[DIRECTION]:
Output every entry below word for word, leaving out the pictures.

[THE DATA]:

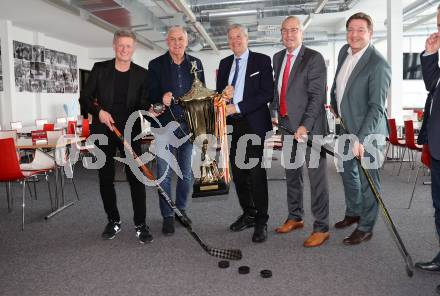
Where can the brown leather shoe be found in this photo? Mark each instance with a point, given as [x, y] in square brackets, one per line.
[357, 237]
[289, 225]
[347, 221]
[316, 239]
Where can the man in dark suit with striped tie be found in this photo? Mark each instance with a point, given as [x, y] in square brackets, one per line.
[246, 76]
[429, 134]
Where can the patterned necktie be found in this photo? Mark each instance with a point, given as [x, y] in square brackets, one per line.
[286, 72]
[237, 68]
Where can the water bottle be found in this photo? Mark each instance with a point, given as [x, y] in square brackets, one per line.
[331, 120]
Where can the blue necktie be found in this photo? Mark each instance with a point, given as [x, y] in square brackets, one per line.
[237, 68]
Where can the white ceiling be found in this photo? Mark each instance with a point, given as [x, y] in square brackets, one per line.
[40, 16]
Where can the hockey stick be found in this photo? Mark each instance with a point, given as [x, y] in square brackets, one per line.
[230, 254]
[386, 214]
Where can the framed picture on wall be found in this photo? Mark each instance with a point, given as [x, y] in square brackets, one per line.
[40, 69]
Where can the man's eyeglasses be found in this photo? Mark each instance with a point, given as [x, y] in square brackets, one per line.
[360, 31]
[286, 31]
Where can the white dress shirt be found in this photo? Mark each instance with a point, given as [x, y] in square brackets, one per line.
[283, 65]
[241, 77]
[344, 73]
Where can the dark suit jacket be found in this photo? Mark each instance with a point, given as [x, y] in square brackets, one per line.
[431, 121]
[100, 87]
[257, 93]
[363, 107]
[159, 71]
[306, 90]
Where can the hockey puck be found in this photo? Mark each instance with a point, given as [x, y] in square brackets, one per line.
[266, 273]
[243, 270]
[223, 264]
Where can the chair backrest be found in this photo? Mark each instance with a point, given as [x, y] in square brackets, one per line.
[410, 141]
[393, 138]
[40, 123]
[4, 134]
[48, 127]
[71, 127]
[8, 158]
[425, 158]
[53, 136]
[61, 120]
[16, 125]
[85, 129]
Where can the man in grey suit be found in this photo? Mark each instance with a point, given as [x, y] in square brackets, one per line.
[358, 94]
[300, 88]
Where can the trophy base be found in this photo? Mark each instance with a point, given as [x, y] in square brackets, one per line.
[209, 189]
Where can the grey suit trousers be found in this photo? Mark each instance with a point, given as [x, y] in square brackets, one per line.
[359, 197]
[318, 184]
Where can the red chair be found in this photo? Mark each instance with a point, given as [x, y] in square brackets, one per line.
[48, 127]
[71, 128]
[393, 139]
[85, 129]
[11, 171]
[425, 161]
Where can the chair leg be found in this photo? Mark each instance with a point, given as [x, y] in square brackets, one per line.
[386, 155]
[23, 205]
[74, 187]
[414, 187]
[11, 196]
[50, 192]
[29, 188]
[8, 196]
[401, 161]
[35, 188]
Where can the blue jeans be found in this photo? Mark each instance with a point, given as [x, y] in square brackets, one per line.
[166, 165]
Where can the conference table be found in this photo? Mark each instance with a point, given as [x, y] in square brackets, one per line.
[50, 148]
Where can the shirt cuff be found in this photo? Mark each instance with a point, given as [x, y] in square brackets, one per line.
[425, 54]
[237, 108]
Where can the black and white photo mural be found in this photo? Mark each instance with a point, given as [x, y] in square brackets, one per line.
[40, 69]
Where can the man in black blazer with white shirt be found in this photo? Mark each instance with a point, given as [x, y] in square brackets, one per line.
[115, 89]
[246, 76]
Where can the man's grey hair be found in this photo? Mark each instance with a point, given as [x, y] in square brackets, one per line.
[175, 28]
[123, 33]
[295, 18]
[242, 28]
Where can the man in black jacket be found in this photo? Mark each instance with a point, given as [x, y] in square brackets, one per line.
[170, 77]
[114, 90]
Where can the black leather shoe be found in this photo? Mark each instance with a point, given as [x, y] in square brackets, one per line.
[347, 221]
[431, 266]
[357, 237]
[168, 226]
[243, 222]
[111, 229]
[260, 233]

[RESPONSE TO THIS EXERCISE]:
Where can the brown leather shoe be found in this photo? Mark each instance with a point, given as [x, y] in square brackets, one per line.
[357, 237]
[289, 225]
[347, 221]
[316, 239]
Where can the man in dark suit with striped tie be found in this photo? Mark each instance with a point, given as [x, y] in square brackets, one per line.
[246, 76]
[429, 134]
Where can the patterned necktie be found in this photo? Mark each instance with a point, given as [x, y] in square brackets, one per line.
[286, 72]
[237, 68]
Where can the water bottle be found in this photo? Mark each instance with a point, given as [x, y] in square brackets, one per line.
[331, 120]
Where can the blue necktie be found in this photo? Mark each instance with a point, given as [x, y] in square brackets, one per line.
[237, 68]
Where can the white ceiling be found in this photo? Mark each instance with a point, given as [x, y] in square brackets, one per line.
[40, 16]
Where can the hockey stick be found in this photo? Mark each instance with a point, given as [x, y] in square brackets, one per line.
[230, 254]
[386, 214]
Where can the framed picture on wall be found in this photo? Mark each instance with a point, given as [x, y] in square brackets, one per line.
[40, 69]
Where can the man's eyeglasses be found in this photo? Mark each instance with a point, given as [x, y] in square brackets, one per line.
[360, 31]
[286, 31]
Where can the white dress shirt be found in this photo? Mark each instance with a point, given as [x, y] in square brackets, one per line.
[283, 65]
[241, 77]
[344, 73]
Where can the dark suit jacket be found in this photo? Mark each instance with a point, given as [x, y] in square brackets, one per line.
[431, 121]
[100, 87]
[257, 93]
[363, 107]
[159, 71]
[306, 90]
Where can the hockey puck be found in this photo? Mark each instance with a point, given as [x, y] in square brackets, one per line.
[266, 273]
[243, 270]
[223, 264]
Where can the chair backrest be found in this photo? Mark each instance with a point, given as [x, y] in square brackets, one per line.
[410, 141]
[393, 138]
[40, 123]
[4, 134]
[48, 127]
[71, 127]
[8, 158]
[425, 158]
[53, 136]
[61, 120]
[16, 125]
[85, 129]
Where can the man in grey suit be found in this photo? Mark each instance with a point, given as [x, y] in square brackets, one per line.
[358, 94]
[300, 88]
Where can the trophy base be found in this photo? Mark each instance with a point, given as [x, y] in square brackets, one per line.
[209, 189]
Where can the grey suit trousers be found in this photo? Mark each instance with a point, given as [x, y] in square brackets, one per line.
[359, 197]
[318, 184]
Where can the red chair be found in this photo? Mark each instance with a point, given as [x, y] in square brackets, one per line.
[48, 127]
[71, 128]
[393, 139]
[85, 129]
[11, 171]
[425, 161]
Where can the chair leg be found in this photo? Mark each instance with a point, given as [x, y] in square brackets, one per line.
[386, 155]
[23, 205]
[74, 187]
[414, 187]
[11, 196]
[50, 192]
[29, 188]
[8, 196]
[401, 161]
[35, 188]
Where can the blue jeans be found in this photo? Mark each instance with a point, given as [x, y] in square brackets, one per line.
[166, 165]
Where can the conference table be found in this photo? Mark each instance with a point, given as [x, y] in square brackets, one per line.
[50, 148]
Where can the shirt cuff be found in this photo? Mark each instance with a point, given as [x, y] in square brackets, one per line.
[425, 54]
[237, 108]
Where can the black and white photo mural be found in this photo? Mark each instance with a point, given as [x, y] in square brackets, one per line.
[40, 69]
Where can the man in black blazer with white shirt be found in this photo? Mark each instance with a point, given as [x, y] in square brackets, one per line.
[115, 89]
[246, 76]
Where can the man's grey hair be found in this photo? Mark each instance with a point, given as [x, y] in square brackets, one per line.
[175, 28]
[123, 33]
[295, 18]
[242, 28]
Where can the man in black jacket be found in this photo? Mark each instance with a point, given as [x, y] in square brackets, one per line.
[170, 77]
[114, 90]
Where can the black leather shoe be found in this photo? Mark each instance with a point, given as [x, y] in square brackets, one per line.
[347, 221]
[431, 266]
[357, 237]
[168, 226]
[243, 222]
[111, 229]
[260, 233]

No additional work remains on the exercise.